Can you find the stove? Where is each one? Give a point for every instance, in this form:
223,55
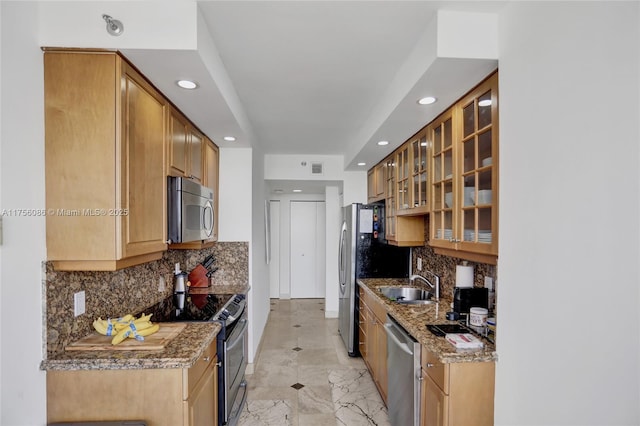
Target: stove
229,311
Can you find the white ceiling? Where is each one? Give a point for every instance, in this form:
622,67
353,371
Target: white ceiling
315,77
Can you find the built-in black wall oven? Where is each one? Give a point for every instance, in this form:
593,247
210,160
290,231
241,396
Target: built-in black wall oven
232,343
229,310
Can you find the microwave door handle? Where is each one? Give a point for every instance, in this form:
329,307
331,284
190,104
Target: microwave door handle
207,208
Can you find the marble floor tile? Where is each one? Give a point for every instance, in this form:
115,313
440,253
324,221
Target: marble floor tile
266,413
318,383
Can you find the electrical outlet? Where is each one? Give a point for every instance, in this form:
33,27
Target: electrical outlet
78,303
488,283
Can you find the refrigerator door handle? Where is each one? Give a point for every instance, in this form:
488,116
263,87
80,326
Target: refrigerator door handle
343,259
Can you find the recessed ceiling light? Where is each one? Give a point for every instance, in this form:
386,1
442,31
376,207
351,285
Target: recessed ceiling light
427,100
187,84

◇ ◇ ◇ ◇ ◇

#### [What this task involves]
Reproduce the items verbatim from the line containing "Can you find the recessed" through the last line of the items, with both of those lines included.

#### [Complete answer]
Can you find the recessed ceiling light? Where is each one? Give a point for every instance, in this form:
386,1
442,31
376,207
351,285
Target: recessed ceiling light
427,100
187,84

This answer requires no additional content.